Produce a verbatim transcription of the records below, beginning at the line containing "Task: annotate the vertical metal bar." and ending at the final line; include only those lines.

BEGIN DATA TO USE

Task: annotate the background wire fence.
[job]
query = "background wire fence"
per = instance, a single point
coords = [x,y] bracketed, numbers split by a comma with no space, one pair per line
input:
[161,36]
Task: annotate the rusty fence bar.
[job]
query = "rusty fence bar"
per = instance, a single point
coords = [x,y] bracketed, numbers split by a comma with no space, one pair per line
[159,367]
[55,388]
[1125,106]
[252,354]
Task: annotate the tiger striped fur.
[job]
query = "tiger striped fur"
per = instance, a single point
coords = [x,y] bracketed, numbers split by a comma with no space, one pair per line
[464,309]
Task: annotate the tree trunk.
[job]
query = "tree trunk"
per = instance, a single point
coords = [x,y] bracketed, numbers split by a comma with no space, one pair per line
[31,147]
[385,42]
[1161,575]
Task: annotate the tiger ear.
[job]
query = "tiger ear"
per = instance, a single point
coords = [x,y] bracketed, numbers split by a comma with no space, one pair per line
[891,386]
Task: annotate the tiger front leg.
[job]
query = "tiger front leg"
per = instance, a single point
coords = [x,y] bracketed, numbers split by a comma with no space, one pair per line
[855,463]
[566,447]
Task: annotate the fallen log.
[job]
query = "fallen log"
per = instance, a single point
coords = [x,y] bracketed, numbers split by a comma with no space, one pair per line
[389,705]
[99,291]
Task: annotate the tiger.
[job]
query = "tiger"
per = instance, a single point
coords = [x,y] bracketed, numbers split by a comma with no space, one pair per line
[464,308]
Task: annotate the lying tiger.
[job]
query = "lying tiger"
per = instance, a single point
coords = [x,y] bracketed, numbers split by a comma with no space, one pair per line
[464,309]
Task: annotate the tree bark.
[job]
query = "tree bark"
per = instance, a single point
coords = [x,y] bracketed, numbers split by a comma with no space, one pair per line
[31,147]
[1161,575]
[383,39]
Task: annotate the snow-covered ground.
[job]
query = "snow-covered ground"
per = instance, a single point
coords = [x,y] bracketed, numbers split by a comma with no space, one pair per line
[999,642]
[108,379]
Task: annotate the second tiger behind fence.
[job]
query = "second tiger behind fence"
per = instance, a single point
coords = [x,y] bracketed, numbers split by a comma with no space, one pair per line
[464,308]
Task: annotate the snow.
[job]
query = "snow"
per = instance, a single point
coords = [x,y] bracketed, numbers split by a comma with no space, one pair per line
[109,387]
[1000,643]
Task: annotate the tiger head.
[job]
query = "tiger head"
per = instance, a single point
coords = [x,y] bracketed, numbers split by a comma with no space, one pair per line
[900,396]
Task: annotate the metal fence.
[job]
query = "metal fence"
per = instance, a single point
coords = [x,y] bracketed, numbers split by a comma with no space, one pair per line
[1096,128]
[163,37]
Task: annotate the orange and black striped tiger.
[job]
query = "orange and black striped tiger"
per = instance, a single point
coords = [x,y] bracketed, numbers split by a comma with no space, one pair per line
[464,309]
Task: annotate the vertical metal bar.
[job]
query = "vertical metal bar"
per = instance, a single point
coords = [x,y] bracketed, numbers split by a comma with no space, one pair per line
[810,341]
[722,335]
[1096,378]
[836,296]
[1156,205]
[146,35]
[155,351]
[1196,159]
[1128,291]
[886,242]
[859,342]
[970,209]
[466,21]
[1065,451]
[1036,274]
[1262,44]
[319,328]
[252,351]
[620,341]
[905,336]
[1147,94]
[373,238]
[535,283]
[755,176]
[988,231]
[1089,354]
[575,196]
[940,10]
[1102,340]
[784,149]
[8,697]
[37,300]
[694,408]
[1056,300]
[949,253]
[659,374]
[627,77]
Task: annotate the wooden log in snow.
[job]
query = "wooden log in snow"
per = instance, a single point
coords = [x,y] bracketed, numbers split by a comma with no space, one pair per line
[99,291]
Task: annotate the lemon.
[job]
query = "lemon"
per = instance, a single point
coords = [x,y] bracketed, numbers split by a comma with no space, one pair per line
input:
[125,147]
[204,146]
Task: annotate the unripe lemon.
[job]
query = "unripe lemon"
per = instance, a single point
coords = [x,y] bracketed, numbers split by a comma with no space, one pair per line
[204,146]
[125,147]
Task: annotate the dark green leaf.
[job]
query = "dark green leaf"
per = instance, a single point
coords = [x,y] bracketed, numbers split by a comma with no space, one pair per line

END DATA TO USE

_RESULT OF THE EXERCISE_
Task: annotate the vertical metal bar.
[job]
query = "vertical metal bar"
per = instance, a single point
coords = [x,y] bracketed, numbers split by a comma with no space, one pair per line
[810,341]
[722,335]
[1096,378]
[836,296]
[1156,205]
[146,35]
[155,351]
[1196,159]
[1128,291]
[886,242]
[859,342]
[970,209]
[466,21]
[1065,451]
[1036,274]
[1262,44]
[319,328]
[252,351]
[620,341]
[905,336]
[1147,94]
[373,238]
[535,283]
[755,176]
[988,231]
[1089,354]
[575,196]
[940,10]
[1102,340]
[784,149]
[8,697]
[37,300]
[694,408]
[1056,300]
[949,253]
[659,374]
[627,77]
Task: annotate the wooden log in snow.
[job]
query = "wooden log in snow"
per = instance, a single point
coords = [x,y] bracketed, numbers split by a comma with no space, one pair per line
[99,291]
Task: annotate the lemon.
[job]
query = "lemon"
per = instance, a single point
coords = [x,y] bracketed, numbers split by a comma with no space, one pair per line
input:
[125,147]
[204,146]
Task: annotate the unripe lemon.
[job]
query = "unripe lemon"
per = instance, a single point
coords = [x,y] bracketed, numbers split by a comma with no space, one pair per line
[204,146]
[125,147]
Task: annotate the dark green leaf.
[job]
query = "dark green leaf"
per = instance, a single point
coords = [x,y] bracketed, numbers split by a comma with no space, one pair per line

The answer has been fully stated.